**GIVEN INFORMATION:**
____________
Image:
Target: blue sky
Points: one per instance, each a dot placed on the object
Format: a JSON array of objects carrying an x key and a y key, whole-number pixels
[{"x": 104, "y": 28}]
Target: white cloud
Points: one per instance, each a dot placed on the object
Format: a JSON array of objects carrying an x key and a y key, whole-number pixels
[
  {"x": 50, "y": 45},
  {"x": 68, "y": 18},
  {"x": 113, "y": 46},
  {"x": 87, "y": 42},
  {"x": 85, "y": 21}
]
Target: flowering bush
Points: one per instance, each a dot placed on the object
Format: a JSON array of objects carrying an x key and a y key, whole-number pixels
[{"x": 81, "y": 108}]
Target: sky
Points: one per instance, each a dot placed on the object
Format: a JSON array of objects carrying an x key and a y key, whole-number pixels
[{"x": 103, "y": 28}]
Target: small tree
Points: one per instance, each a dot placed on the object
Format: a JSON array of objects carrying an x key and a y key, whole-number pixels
____________
**WHAT THIS TASK INVOLVES:** Copy every line of the records above verbatim, with no changes.

**RESPONSE TO THIS TASK:**
Image:
Target: blue sky
Points: one per instance, each a dot placed on the object
Format: a JSON array of objects carrying an x key and a y key, whole-number pixels
[{"x": 104, "y": 28}]
Target: white cloud
Points: one per instance, each a dot placed on the object
Format: a JSON array of objects carrying an x key and a y key, whole-number pixels
[
  {"x": 50, "y": 45},
  {"x": 68, "y": 18},
  {"x": 113, "y": 46},
  {"x": 87, "y": 42},
  {"x": 85, "y": 21}
]
Target: flowering bush
Points: one per instance, each a dot placed on the object
Format: a JSON array of objects carrying an x key and a y key, whole-number pixels
[{"x": 81, "y": 108}]
Target: sky
Points: one per instance, each a dot placed on the object
Format: a JSON array of objects carrying an x key and a y key, whole-number pixels
[{"x": 103, "y": 28}]
Target: small tree
Points: one per instance, each a dot placed on the object
Format: a JSON array of objects carrying an x key and a y key, whole-number pixels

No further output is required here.